The exercise: Write out the material below exactly, beginning at the line that contains "point: ceiling fan" and ending with its last line, both ends included; write nothing else.

※ ※ ※

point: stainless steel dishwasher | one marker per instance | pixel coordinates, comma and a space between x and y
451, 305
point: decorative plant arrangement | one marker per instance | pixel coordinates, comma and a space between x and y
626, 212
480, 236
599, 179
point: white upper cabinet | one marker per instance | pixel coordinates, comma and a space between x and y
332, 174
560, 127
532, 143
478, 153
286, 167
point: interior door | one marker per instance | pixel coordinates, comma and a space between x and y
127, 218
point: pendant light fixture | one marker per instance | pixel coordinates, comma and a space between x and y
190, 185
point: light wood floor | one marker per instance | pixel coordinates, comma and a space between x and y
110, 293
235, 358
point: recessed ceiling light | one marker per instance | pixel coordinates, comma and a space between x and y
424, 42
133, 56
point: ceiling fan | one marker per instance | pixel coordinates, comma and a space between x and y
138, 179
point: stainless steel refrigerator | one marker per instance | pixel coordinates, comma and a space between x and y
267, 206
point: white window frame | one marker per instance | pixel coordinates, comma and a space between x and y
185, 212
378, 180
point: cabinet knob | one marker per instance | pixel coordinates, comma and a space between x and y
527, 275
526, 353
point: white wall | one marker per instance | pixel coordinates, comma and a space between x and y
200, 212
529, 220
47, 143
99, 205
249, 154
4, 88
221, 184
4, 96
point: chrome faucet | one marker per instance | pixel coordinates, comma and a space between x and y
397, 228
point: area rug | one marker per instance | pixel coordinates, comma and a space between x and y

※ ※ ※

Result of the exercise:
point: ceiling fan | one marker per instance | pixel coordinates, comma and a space between x and y
138, 179
point: stainless steel refrigerator | one marker per instance | pixel coordinates, comma and a space between x and y
267, 206
point: white window frame | one marker per instance | pixel coordinates, comma and a space between x and y
185, 212
378, 180
point: cabinet knob | one marker per instance | pixel coordinates, comma and a space between x and y
527, 275
526, 353
point: white wall | one marker per instance | pixel coordinates, comma and a space between x and y
200, 212
529, 220
47, 143
99, 205
249, 154
4, 88
221, 184
4, 96
point: chrome faucet | one marker per instance | pixel coordinates, comma and a space between x and y
397, 228
point: area rug | one marker per instance | pixel coordinates, comma and a space between x and y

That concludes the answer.